▶ _What to work on_: Reproduce each of the following lines word for word, keeping every character and the original line breaks.

┌──

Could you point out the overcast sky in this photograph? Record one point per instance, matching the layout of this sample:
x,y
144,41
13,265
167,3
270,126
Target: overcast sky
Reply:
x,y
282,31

└──

▶ _Result_:
Could you point out the overcast sky in this photograph? Record one point per instance, matching the layout of this sample:
x,y
144,41
13,265
167,3
270,126
Target: overcast sky
Reply:
x,y
282,31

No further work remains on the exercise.